**WHAT IS REQUIRED:**
Copy every one of the entries below word for word, keeping each line unchanged.

**MATERIAL:**
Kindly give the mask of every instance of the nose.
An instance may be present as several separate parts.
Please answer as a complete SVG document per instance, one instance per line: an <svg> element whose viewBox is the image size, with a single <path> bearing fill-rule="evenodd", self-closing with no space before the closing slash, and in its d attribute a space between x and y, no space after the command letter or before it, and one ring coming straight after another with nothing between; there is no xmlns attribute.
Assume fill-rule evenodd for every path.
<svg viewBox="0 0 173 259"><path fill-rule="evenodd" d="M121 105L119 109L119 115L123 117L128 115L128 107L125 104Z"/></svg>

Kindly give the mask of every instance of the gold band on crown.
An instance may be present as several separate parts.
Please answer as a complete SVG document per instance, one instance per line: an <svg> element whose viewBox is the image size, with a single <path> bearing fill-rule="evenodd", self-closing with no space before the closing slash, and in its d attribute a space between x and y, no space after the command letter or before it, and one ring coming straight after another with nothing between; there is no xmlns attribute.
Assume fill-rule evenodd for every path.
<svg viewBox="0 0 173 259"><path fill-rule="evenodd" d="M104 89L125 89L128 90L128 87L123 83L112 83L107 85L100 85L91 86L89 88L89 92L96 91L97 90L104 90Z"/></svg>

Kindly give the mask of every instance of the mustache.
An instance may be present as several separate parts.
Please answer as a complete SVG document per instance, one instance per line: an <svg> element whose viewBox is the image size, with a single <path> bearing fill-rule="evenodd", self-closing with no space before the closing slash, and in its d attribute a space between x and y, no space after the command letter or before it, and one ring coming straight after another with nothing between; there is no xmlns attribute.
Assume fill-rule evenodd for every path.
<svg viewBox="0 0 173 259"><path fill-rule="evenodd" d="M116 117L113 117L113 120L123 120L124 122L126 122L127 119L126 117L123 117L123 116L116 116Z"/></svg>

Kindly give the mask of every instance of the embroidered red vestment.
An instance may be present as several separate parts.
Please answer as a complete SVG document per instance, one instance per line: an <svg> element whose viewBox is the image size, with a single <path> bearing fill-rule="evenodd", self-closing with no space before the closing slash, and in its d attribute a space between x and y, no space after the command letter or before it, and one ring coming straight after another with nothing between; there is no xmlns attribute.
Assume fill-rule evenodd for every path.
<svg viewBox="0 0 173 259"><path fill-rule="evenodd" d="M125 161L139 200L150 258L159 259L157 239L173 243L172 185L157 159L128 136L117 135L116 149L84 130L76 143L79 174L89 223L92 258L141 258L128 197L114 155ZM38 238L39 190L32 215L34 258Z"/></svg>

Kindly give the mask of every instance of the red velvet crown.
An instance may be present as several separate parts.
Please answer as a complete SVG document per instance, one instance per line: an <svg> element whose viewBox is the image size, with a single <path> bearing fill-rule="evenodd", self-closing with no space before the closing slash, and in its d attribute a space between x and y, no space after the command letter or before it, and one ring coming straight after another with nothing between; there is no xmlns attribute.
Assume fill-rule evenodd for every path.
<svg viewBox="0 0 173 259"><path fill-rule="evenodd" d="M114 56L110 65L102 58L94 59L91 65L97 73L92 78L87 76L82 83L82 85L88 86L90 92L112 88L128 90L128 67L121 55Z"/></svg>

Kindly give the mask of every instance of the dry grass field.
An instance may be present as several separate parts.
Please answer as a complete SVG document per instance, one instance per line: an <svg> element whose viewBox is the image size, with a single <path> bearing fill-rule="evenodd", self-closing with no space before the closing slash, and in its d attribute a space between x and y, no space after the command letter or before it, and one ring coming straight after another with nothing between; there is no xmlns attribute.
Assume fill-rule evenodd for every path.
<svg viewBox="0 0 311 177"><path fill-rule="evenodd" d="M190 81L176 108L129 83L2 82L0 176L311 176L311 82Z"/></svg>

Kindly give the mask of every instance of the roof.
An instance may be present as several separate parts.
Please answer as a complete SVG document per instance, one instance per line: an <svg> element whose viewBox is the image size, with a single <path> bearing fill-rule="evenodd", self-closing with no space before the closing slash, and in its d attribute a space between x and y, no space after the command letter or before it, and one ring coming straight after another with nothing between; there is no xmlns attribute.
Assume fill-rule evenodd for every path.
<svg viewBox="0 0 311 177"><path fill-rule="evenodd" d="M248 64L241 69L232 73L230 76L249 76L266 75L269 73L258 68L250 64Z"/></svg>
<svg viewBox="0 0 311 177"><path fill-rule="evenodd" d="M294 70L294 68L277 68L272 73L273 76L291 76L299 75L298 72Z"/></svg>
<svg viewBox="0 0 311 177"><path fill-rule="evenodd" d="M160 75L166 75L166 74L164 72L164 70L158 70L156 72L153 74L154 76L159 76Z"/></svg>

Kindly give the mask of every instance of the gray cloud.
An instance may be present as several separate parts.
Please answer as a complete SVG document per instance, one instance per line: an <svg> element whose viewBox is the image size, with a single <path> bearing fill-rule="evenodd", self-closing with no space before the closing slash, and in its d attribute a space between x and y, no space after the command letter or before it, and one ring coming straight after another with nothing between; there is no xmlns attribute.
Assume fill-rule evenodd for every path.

**RESPONSE FOR THIS EXERCISE:**
Kindly give the mask of every instance of the nose.
An instance may be present as several separate parts.
Please answer as a complete SVG document per instance, one instance per line: an <svg> element whose viewBox is the image size, with a single <path> bearing fill-rule="evenodd", self-closing with no space before the closing slash, and in its d attribute a space between x and y, no space after the command letter or before it, and one ring coming straight after another with nothing between; there is no xmlns attribute.
Assume fill-rule evenodd for every path.
<svg viewBox="0 0 173 259"><path fill-rule="evenodd" d="M121 105L119 109L119 115L123 117L128 115L128 107L125 104Z"/></svg>

Kindly give the mask of every instance of the gold band on crown.
An instance may be present as several separate parts.
Please answer as a complete SVG document per instance, one instance per line: an <svg> element whose viewBox is the image size, with a single <path> bearing fill-rule="evenodd", self-closing with no space before the closing slash, and in its d attribute a space between x and y, no space after the command letter or before it, and one ring coming straight after another with nothing between; there is no xmlns attribute.
Assume fill-rule evenodd for every path.
<svg viewBox="0 0 173 259"><path fill-rule="evenodd" d="M104 89L125 89L128 90L128 87L123 83L112 83L107 85L100 85L91 86L89 88L89 92L96 91L97 90L104 90Z"/></svg>

Kindly give the mask of every instance of the mustache.
An instance may be present as several separate parts.
Please answer as a complete SVG document per instance, one instance per line: an <svg> element whose viewBox is the image size, with a single <path> bearing fill-rule="evenodd", self-closing with no space before the closing slash, and in its d attribute a space between x and y, no space after the command letter or before it, and one ring coming straight after another with nothing between; there is no xmlns attribute.
Assume fill-rule evenodd for every path.
<svg viewBox="0 0 173 259"><path fill-rule="evenodd" d="M116 117L113 117L113 120L123 120L124 122L126 122L127 119L126 117L123 117L123 116L116 116Z"/></svg>

Kindly give the mask of every instance of the embroidered red vestment.
An instance may be present as several separate parts.
Please answer as a complete SVG document per instance, one instance per line: an <svg> element whose viewBox is the image size, with a single <path> bearing fill-rule="evenodd", self-closing with no space before the closing slash, and in its d attribute a space between x and y, no space after the command letter or before it, and one ring coming straight after another with nothing between; there is no xmlns attribute.
Assume fill-rule evenodd for every path.
<svg viewBox="0 0 173 259"><path fill-rule="evenodd" d="M125 161L139 200L150 258L159 259L157 239L173 243L172 185L157 159L128 136L117 135L116 149L84 130L76 143L79 174L89 223L92 258L141 258L128 197L114 155ZM38 238L39 190L32 215L34 258Z"/></svg>

Kindly give the mask of every instance of the red velvet crown.
An instance may be present as several separate parts.
Please answer as a complete SVG document per instance, one instance per line: an <svg> element whose viewBox is the image size, with a single <path> bearing fill-rule="evenodd", self-closing with no space before the closing slash, and in its d attribute a space between x and y, no space after the command letter or before it, and one ring coming straight after another with nothing between; there is no xmlns attribute.
Assume fill-rule evenodd for every path.
<svg viewBox="0 0 173 259"><path fill-rule="evenodd" d="M114 56L110 65L102 58L94 59L91 65L97 73L92 78L87 76L82 83L82 85L88 86L90 92L112 88L128 90L128 67L121 55Z"/></svg>

Kindly give the mask of every instance of the dry grass field.
An instance may be present as several separate parts.
Please answer as a complete SVG document per instance, one instance per line: an <svg> element whose viewBox is the image size, with a single <path> bearing fill-rule="evenodd", self-closing with no space before the closing slash, and in its d attribute a space between x and y, no space after the command letter or before it, and one ring coming straight after another with nothing between; there is no xmlns attribute.
Assume fill-rule evenodd for every path.
<svg viewBox="0 0 311 177"><path fill-rule="evenodd" d="M190 81L176 108L129 83L2 82L0 176L311 176L311 82Z"/></svg>

Kindly give the mask of every instance of the roof.
An instance may be present as several separate parts.
Please answer as a complete SVG document per instance, one instance per line: an <svg> element whose viewBox is the image size, with a single <path> bearing fill-rule="evenodd", self-closing with no space before the closing slash, and in its d attribute a space between x and y, no space after the command letter or before it, and one ring coming straight after another with nothing between; there is no xmlns attribute.
Assume fill-rule evenodd for every path.
<svg viewBox="0 0 311 177"><path fill-rule="evenodd" d="M248 64L241 69L232 73L230 76L249 76L266 75L269 73L258 68L250 64Z"/></svg>
<svg viewBox="0 0 311 177"><path fill-rule="evenodd" d="M294 70L294 68L277 68L272 73L273 76L291 76L299 75L298 72Z"/></svg>
<svg viewBox="0 0 311 177"><path fill-rule="evenodd" d="M160 75L166 75L166 74L164 72L164 70L158 70L156 72L153 74L154 76L159 76Z"/></svg>

Kindly give the mask of every instance of the gray cloud.
An instance may be present as several separate parts.
Please answer as a complete SVG document per instance, one instance per line: an <svg> element whose viewBox is the image size, with a single <path> bearing fill-rule="evenodd", self-closing with no space before the closing slash, and in its d attribute a space between x and y, no space after the command letter or before it, and one ring coming straight after another with nothing between; there is no xmlns attribute.
Assume fill-rule evenodd for every path.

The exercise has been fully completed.